* Begin *
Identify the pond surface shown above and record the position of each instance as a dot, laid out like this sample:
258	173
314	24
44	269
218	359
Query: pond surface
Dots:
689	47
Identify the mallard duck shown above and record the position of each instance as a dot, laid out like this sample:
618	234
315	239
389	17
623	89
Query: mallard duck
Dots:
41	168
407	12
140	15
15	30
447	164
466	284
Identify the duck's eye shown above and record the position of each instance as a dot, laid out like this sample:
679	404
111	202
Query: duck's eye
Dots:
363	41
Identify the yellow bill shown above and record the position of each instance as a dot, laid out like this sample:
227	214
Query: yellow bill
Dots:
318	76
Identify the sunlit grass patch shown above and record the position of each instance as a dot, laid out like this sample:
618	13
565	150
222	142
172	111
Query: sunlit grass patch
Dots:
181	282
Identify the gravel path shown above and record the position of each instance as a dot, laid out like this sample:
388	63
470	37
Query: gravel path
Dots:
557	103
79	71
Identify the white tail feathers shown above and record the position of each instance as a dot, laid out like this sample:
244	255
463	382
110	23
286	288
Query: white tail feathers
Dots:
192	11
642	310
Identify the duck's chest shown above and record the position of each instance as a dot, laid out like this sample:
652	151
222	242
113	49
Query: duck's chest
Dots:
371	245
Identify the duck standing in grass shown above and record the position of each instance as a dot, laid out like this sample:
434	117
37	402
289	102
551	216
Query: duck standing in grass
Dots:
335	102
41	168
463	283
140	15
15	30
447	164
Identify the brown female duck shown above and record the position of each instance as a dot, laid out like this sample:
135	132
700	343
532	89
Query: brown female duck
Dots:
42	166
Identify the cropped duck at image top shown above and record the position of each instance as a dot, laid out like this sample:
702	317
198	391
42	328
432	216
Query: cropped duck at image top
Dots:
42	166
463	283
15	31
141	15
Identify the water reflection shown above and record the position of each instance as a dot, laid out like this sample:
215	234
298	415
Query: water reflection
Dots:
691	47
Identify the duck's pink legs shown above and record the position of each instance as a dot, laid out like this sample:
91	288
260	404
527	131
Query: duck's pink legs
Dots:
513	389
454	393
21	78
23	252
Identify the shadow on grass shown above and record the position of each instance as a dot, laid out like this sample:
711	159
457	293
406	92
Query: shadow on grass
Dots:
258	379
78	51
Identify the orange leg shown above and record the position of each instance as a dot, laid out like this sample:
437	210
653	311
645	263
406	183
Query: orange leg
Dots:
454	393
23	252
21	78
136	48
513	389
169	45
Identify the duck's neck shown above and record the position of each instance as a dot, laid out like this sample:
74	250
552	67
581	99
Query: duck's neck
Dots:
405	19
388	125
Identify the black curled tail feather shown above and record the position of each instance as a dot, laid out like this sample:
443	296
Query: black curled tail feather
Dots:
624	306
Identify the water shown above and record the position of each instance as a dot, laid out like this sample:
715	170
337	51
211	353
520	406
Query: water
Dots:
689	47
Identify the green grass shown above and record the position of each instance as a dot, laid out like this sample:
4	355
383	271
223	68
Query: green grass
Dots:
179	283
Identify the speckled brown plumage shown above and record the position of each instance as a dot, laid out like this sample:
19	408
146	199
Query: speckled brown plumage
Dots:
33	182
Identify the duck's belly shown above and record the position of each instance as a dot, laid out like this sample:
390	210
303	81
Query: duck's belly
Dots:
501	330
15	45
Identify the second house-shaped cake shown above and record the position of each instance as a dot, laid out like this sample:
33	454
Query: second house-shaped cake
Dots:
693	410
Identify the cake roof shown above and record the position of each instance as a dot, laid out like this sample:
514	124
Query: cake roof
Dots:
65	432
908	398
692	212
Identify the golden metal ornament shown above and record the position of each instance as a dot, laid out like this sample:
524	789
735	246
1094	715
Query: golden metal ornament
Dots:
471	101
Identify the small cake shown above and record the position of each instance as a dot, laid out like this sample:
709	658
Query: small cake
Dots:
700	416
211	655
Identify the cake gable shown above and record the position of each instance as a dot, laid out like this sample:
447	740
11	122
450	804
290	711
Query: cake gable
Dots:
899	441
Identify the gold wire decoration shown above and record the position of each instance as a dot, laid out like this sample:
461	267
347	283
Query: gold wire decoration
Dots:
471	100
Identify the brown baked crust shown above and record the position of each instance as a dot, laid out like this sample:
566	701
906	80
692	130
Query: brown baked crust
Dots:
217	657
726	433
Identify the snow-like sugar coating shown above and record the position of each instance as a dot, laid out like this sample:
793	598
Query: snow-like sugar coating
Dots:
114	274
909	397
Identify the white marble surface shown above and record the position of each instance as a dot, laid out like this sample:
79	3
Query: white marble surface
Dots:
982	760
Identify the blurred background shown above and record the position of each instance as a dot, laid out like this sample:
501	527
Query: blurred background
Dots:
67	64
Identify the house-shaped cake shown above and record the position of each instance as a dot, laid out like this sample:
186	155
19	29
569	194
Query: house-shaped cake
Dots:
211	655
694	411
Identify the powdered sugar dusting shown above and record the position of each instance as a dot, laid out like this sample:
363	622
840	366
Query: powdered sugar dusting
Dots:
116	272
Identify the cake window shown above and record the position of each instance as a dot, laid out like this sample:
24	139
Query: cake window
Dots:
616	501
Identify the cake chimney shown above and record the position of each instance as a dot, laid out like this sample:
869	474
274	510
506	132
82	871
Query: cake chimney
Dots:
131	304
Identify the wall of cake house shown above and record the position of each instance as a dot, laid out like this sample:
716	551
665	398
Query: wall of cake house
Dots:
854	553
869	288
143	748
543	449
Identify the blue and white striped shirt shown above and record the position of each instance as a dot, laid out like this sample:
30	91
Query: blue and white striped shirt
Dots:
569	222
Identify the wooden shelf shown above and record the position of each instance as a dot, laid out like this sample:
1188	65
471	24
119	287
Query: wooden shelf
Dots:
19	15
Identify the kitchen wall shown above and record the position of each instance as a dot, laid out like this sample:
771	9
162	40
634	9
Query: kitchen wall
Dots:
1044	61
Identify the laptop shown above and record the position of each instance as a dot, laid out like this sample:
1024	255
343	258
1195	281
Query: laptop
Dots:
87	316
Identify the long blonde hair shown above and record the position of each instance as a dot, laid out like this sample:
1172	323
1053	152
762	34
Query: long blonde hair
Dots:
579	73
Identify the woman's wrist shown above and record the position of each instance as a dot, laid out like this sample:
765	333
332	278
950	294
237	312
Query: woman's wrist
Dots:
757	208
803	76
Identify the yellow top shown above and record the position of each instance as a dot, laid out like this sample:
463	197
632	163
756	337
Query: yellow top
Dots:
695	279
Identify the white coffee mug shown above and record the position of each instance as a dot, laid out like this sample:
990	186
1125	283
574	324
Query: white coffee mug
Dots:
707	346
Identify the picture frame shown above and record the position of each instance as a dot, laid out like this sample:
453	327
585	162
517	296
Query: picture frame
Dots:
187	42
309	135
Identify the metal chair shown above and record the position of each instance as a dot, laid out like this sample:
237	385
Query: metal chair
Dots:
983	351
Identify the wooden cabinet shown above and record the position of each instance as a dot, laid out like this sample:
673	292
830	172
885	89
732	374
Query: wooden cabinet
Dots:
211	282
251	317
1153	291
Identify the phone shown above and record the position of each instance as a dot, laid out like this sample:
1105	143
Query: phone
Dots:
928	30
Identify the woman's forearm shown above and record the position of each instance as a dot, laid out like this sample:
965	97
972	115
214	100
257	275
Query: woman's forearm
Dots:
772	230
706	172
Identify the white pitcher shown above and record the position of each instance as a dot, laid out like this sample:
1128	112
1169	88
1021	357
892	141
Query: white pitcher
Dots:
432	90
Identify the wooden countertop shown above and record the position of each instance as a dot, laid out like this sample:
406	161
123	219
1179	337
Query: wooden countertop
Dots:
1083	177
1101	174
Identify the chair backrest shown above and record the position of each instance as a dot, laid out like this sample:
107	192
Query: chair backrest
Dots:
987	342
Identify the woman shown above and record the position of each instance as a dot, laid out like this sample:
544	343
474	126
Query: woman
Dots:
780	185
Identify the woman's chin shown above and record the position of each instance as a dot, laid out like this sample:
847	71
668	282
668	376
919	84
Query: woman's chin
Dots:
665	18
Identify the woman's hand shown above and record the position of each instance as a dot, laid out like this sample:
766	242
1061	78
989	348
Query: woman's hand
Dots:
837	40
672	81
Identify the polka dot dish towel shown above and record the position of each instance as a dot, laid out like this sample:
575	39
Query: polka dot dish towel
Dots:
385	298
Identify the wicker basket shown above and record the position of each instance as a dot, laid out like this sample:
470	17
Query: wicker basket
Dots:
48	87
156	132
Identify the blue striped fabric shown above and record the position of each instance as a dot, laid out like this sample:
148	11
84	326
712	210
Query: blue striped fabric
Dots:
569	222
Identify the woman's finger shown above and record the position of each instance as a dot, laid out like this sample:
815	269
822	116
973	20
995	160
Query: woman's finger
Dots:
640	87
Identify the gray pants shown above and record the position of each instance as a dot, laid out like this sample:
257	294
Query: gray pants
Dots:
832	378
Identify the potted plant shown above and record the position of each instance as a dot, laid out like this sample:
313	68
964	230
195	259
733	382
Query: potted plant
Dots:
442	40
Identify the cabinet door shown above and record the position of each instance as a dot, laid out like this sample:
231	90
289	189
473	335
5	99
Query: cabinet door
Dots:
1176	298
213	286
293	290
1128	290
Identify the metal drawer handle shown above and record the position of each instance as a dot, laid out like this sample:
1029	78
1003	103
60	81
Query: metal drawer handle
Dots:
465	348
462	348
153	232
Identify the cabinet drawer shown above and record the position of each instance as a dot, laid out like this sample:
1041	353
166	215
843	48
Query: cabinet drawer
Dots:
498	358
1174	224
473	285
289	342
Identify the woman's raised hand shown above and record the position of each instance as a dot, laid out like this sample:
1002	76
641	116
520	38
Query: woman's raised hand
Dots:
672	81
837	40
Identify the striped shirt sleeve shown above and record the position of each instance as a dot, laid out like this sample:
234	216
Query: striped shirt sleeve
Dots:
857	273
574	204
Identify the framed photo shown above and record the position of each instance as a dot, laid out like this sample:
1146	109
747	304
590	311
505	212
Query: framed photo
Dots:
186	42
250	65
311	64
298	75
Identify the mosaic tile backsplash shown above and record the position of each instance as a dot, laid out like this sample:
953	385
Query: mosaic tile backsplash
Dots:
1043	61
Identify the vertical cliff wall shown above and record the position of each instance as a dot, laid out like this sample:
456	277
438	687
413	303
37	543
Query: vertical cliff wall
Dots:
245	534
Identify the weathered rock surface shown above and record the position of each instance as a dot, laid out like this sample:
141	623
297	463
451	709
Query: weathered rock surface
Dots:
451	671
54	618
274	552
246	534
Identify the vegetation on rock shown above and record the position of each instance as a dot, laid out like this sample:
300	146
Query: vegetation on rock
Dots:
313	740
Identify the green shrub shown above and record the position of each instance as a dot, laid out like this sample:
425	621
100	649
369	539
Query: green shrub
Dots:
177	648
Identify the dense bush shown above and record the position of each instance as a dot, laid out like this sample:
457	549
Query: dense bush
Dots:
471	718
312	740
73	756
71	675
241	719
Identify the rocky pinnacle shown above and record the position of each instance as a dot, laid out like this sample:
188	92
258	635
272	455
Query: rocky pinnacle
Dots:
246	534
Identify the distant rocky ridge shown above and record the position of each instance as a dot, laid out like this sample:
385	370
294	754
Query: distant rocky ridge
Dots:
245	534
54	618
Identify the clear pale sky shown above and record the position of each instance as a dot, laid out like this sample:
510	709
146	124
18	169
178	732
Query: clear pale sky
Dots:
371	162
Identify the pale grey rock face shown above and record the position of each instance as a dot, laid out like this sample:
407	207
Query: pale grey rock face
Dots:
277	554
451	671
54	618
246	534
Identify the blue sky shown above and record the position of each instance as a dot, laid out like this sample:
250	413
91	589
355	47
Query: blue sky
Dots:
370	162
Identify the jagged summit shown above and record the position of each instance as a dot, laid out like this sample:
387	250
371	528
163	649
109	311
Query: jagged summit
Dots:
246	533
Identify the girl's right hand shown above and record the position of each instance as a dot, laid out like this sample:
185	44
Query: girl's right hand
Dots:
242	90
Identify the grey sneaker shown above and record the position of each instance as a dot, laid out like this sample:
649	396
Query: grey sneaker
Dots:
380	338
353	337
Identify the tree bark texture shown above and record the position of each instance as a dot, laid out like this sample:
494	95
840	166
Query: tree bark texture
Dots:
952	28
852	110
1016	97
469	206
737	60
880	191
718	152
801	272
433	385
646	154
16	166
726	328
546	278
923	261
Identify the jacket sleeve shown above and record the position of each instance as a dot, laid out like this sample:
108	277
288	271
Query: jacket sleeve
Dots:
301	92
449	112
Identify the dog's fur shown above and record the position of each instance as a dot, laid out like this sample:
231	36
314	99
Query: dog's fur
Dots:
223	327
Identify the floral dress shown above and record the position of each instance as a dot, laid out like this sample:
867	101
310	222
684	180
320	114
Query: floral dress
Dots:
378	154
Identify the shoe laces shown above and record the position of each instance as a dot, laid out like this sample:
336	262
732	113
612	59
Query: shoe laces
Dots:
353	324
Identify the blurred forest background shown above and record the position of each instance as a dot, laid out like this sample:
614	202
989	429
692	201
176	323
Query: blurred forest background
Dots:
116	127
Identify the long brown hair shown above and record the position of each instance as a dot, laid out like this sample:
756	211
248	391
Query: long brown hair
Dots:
* End *
▸ **Problem to solve**
Can you render the part of the data that opens with the line containing "Identify the jagged" and closes with the final line of the data, both included, as a numbered list with blank lines left out?

▸ **Completed exercise**
1. Identify the jagged summit shown above and record the position of each instance as a dot, laid out like this sample:
2. 387	250
3. 371	528
4. 163	649
5. 109	311
6. Query: jagged summit
7. Dots:
8. 246	533
9. Identify the girl's right hand shown above and record the position of each instance as a dot, laid out like this sample:
10. 185	44
11. Query: girl's right hand
12. Dots:
13. 242	90
14. Identify the grey sneaker shown above and record the position of each instance as a dot, laid out like this sample:
15. 649	396
16. Query: grey sneaker
17. Dots:
18. 380	338
19. 353	337
20. Identify the tree bark texture shown above and record the position of each instance as a dot, laid out like this sample:
21. 494	95
22. 840	166
23. Query: tree bark texture
24. Dots:
25. 952	28
26. 852	110
27. 1016	97
28. 469	206
29. 737	60
30. 880	191
31. 718	152
32. 801	272
33. 433	385
34. 646	154
35. 16	166
36. 726	328
37. 546	278
38. 923	261
39. Identify the jacket sleeve shown above and record the position of each instance as a dot, laid out like this sample:
40. 108	277
41. 288	271
42. Query: jacket sleeve
43. Dots:
44. 301	92
45. 449	112
46. Identify the dog's fur shown above and record the position of each instance as a dot, laid out like this sample:
47. 231	36
48. 314	99
49. Query: dog's fur
50. Dots:
51. 223	327
52. Identify the floral dress shown above and record the position of each instance as a dot, laid out like this sample:
53. 867	101
54. 310	222
55. 684	180
56. 320	114
57. Query: floral dress
58. Dots:
59. 378	154
60. Identify the shoe laces shown above and record the position of each instance as a dot, laid out like this sample:
61. 336	262
62. 732	113
63. 612	59
64. Query: shoe laces
65. Dots:
66. 353	324
67. Identify the blurred forest background shown above and record the position of each instance as a dot, laid out like this sample:
68. 614	202
69. 989	429
70. 692	201
71. 176	323
72. Query: blurred forest background
73. Dots:
74. 116	127
75. Identify the long brown hair shown above and record the position of each instance as a dot, laid out like this sample:
76. 756	211
77. 248	391
78. Query: long brown hair
79. Dots:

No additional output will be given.